EXERCISE PROMPT
Rewrite these records, changing every "query" to "request" and leaving everything else the same. Leave the pictures out of your answer.

AVAILABLE RECORDS
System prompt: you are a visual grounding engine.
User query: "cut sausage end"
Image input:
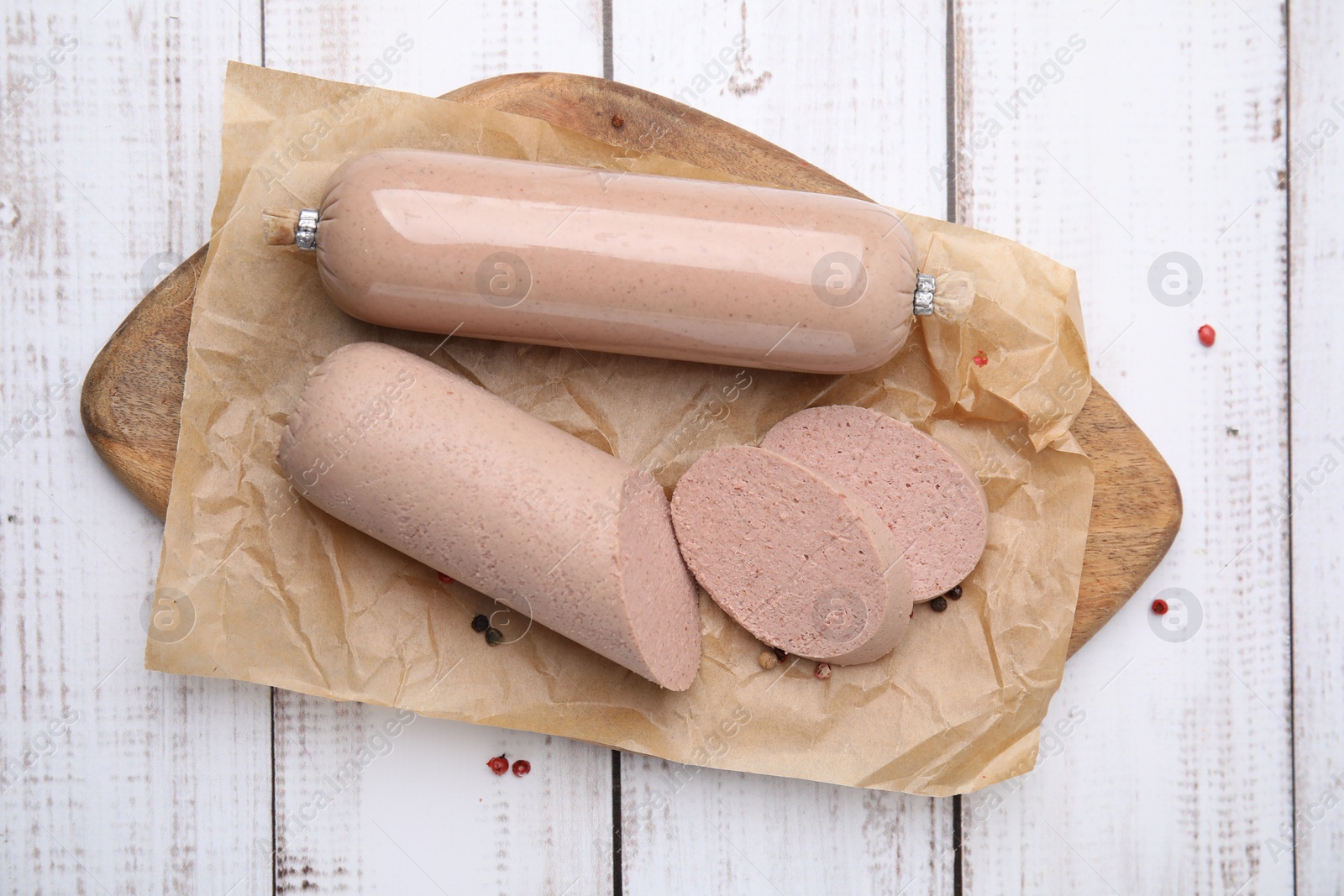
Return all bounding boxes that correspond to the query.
[617,471,701,690]
[672,446,912,663]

COMPLETE ANSWER
System prompt: you are a visual grounding engine.
User request: "cut sausage end"
Image input:
Return all bounding boxes that correspond to the request.
[617,471,701,690]
[672,446,912,663]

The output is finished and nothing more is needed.